Each record must be reproduced exactly as it is shown.

DATA EXCERPTS:
------------------------------------------------------------------------
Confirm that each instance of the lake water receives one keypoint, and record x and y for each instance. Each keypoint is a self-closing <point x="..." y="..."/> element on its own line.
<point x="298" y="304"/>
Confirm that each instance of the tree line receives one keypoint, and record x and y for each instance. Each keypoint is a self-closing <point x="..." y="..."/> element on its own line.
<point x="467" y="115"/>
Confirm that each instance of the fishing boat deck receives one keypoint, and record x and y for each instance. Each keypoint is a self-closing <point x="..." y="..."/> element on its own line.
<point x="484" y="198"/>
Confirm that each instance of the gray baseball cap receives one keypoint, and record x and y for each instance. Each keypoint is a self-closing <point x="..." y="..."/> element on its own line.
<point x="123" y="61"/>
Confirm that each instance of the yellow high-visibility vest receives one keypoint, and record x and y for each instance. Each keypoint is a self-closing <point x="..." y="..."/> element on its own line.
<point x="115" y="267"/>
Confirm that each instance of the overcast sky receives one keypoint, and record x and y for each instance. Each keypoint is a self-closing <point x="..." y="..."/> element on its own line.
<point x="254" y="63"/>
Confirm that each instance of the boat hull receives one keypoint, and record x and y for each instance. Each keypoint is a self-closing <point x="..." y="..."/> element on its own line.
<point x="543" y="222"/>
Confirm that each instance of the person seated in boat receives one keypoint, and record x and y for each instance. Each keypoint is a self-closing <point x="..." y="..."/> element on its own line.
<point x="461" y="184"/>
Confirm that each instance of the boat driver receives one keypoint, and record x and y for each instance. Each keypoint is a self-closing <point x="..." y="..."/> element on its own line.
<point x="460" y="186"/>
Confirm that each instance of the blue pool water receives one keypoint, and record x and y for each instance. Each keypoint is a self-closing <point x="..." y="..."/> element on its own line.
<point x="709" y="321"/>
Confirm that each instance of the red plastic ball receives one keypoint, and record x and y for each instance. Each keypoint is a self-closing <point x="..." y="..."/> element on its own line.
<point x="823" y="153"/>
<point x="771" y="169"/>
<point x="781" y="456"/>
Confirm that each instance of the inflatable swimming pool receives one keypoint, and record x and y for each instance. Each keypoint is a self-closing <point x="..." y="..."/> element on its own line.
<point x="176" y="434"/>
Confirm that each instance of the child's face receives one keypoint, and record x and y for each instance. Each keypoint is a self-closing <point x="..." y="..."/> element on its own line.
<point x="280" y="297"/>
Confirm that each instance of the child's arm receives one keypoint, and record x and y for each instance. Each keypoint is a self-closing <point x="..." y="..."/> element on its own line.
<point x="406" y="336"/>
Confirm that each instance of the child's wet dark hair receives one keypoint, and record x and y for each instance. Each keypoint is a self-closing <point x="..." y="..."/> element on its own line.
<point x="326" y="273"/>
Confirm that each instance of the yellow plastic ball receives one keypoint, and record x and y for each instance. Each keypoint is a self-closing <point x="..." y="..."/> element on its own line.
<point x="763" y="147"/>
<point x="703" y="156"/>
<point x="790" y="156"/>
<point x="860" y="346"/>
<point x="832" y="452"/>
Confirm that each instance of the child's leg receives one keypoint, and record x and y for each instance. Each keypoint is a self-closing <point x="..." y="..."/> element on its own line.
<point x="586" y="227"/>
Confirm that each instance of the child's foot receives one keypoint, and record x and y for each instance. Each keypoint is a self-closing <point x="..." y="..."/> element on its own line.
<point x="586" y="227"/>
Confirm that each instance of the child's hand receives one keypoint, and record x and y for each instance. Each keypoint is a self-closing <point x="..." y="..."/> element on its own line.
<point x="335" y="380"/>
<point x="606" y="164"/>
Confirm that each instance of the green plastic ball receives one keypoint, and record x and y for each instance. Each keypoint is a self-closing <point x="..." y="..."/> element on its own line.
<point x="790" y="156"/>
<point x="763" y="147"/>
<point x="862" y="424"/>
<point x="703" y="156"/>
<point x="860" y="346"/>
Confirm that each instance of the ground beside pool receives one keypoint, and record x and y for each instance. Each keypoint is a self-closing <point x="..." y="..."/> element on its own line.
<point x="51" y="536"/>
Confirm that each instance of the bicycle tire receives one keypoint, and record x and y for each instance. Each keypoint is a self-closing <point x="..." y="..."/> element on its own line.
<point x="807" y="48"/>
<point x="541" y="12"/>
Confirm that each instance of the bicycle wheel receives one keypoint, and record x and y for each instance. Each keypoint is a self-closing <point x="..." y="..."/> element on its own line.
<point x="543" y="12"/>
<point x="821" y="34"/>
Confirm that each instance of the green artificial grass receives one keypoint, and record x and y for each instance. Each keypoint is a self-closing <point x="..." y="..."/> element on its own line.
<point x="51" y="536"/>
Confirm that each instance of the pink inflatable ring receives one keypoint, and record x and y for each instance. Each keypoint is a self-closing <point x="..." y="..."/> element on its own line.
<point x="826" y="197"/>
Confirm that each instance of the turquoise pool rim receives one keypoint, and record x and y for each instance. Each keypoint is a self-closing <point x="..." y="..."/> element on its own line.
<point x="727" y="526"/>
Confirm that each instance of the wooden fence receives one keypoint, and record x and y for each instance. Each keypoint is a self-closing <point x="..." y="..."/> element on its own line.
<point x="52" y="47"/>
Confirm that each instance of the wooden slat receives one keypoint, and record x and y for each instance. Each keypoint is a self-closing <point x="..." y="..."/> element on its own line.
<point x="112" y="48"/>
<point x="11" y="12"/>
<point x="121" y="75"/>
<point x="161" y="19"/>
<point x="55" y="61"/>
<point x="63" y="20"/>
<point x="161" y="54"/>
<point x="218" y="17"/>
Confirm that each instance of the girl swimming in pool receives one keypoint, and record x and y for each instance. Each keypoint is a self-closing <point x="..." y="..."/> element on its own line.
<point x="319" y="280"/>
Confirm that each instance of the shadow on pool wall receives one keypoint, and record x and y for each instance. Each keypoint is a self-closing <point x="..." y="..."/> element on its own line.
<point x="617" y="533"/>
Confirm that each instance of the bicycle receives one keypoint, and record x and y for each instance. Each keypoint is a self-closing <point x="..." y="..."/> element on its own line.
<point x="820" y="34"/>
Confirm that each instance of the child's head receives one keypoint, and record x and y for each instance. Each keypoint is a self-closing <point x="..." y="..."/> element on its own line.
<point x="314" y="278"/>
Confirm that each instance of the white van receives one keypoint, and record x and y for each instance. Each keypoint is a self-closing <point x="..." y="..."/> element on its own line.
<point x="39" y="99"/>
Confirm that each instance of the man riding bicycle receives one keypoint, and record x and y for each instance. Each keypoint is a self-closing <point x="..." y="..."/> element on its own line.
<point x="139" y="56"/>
------------------------------------------------------------------------
REPLY:
Confirm that each instance of the lake water receives one keypoint, and record x and y for each instance. Each keypoint is a self-closing <point x="..." y="..."/> element on its own line.
<point x="298" y="304"/>
Confirm that each instance of the tree line receives one keypoint, and record x and y for each instance. Each keypoint is a self-closing <point x="..." y="..."/> element on its own line.
<point x="467" y="115"/>
Confirm that each instance of the fishing boat deck receives one keypoint, and record x and y for each instance. Each keypoint is a self-closing <point x="..." y="..."/> element on its own line.
<point x="484" y="198"/>
Confirm that each instance of the gray baseball cap receives one keypoint, and record x and y for each instance. Each keypoint is a self-closing <point x="..." y="..."/> element on its own line.
<point x="123" y="61"/>
Confirm that each instance of the yellow high-visibility vest receives one keypoint, and record x and y for each instance. Each keypoint is a self-closing <point x="..." y="..."/> element on its own line.
<point x="115" y="267"/>
Confirm that each instance of the overcast sky receives one keypoint, and record x and y for each instance. Each keypoint is a self-closing <point x="..." y="..."/> element on its own line.
<point x="254" y="63"/>
Confirm that each instance of the boat hull receives one keypoint, and record x and y for each instance. Each keypoint is a self-closing <point x="..." y="..."/> element on its own line.
<point x="543" y="222"/>
Confirm that each instance of the person seated in boat receives one keypoint, and record x and y for each instance. Each keypoint is a self-closing <point x="..." y="..."/> element on its own line.
<point x="461" y="184"/>
Confirm that each instance of the boat driver receives one keypoint, and record x and y for each instance. Each keypoint is a self-closing <point x="..." y="..."/> element on its own line.
<point x="460" y="186"/>
Confirm that each instance of the blue pool water receives one keypoint, and record x and y for each instance. Each keypoint is a self-closing <point x="..." y="..."/> element on its own line.
<point x="709" y="321"/>
Confirm that each instance of the red plastic ball receives one keypoint, and record x and y for each instance. Each keypoint is a self-closing <point x="..." y="..."/> element on its own line.
<point x="823" y="153"/>
<point x="771" y="169"/>
<point x="781" y="456"/>
Confirm that each instance of the inflatable swimming pool receives one keypoint, and record x and y for each instance. Each keypoint is a self-closing <point x="..." y="..."/> element on its own line.
<point x="176" y="434"/>
Confirm that each instance of the child's face receives one keypoint, and record x and y for each instance. Each keypoint is a self-closing <point x="..." y="..."/> element on its own line.
<point x="280" y="297"/>
Confirm that each instance of the child's arm receives one keypoint, and record x and y for each instance. Each keypoint is a self-closing <point x="..." y="..."/> element on its own line.
<point x="406" y="336"/>
Confirm that each instance of the child's wet dark hair receives one keypoint, and record x and y for each instance. Each keypoint is a self-closing <point x="..." y="..."/> element on its own line.
<point x="326" y="273"/>
Confirm that each instance of the yellow plastic ball receives one keypoint, and record x and y for each instance. Each keypoint is a self-closing <point x="..." y="..."/> element on its own line.
<point x="763" y="147"/>
<point x="703" y="156"/>
<point x="790" y="156"/>
<point x="860" y="346"/>
<point x="832" y="452"/>
Confirm that each instance of the child's leg receives one keypoint, and record x and y for each instance. Each keypoint is a self-closing <point x="..." y="..."/> element on its own line.
<point x="586" y="227"/>
Confirm that each instance of the child's foot receives one keypoint, and record x and y for each instance. Each keypoint is a self-closing <point x="..." y="..."/> element on its own line.
<point x="586" y="227"/>
Confirm that each instance of the child's hand receives one keypoint, and record x and y for each instance. Each keypoint is a self-closing <point x="..." y="..."/> element on its own line.
<point x="335" y="380"/>
<point x="606" y="164"/>
Confirm that each instance of the green plastic ball receives one keypoint, and record x and y for each instance. Each keypoint is a self-closing <point x="..." y="..."/> element on its own line.
<point x="790" y="156"/>
<point x="763" y="147"/>
<point x="862" y="424"/>
<point x="703" y="156"/>
<point x="860" y="346"/>
Confirm that each instance of the ground beside pool receives one keypoint, and record x and y for each instance. Each keypoint is a self-closing <point x="..." y="..."/> element on its own line.
<point x="51" y="536"/>
Confirm that each instance of the bicycle tire receives one keypoint, and record x and y for each instance. Each keypoint is a self-closing <point x="..." y="..."/> element on its own line.
<point x="807" y="48"/>
<point x="541" y="12"/>
Confirm that each instance of the bicycle wheel receives one keypoint, and record x and y for each instance. Each keypoint is a self-closing <point x="..." y="..."/> element on its own line.
<point x="543" y="12"/>
<point x="821" y="34"/>
Confirm that each instance of the green artificial grass receives one keypoint, and record x and y for each instance. Each keypoint is a self-closing <point x="..." y="..."/> element on its own line.
<point x="51" y="536"/>
Confirm that each instance of the pink inflatable ring receives one keypoint, and record x and y for each instance. Each keypoint is a self-closing <point x="..." y="..."/> element on its own line.
<point x="826" y="197"/>
Confirm that each instance of the turquoise pool rim receives one keypoint, and record x and y for each instance. Each keypoint is a self-closing <point x="..." y="..."/> element on its own line.
<point x="727" y="526"/>
Confirm that each instance of the wooden fence receives one keypoint, and record x and y for each instance. Each keypoint is a self-closing <point x="..." y="..."/> element on its own line.
<point x="52" y="47"/>
Confirm that each instance of the wooden slat receives one keypoint, and record x and y for each instance. Each keypoint is a self-closing <point x="..." y="..."/> element on its own line.
<point x="112" y="48"/>
<point x="11" y="12"/>
<point x="121" y="75"/>
<point x="161" y="19"/>
<point x="55" y="61"/>
<point x="63" y="20"/>
<point x="161" y="54"/>
<point x="218" y="17"/>
Confirm that each instance of the girl swimming in pool receives one keypoint, and record x and y for each instance. Each keypoint is a self-closing <point x="..." y="..."/> element on its own line.
<point x="319" y="280"/>
Confirm that each instance of the shadow on pool wall receives one keypoint, and record x and y for each instance. Each keypoint is a self-closing <point x="..." y="..."/> element on its own line.
<point x="617" y="533"/>
Confirm that each instance of the bicycle receives one keypoint, and record x and y for each instance. Each keypoint is a self-closing <point x="..." y="..."/> element on its own line.
<point x="820" y="34"/>
Confirm that each instance of the child's head receives one keypoint, and record x and y for each instance. Each keypoint is a self-closing <point x="..." y="..."/> element on its own line.
<point x="314" y="278"/>
Confirm that each instance of the white van receives one keypoint, and record x and y for each instance. Each keypoint is a self-closing <point x="..." y="..."/> element on its own line.
<point x="39" y="99"/>
Confirm that each instance of the man riding bicycle receives one keypoint, and record x and y for each instance. Each keypoint is a self-closing <point x="..." y="..."/> element on its own line.
<point x="139" y="56"/>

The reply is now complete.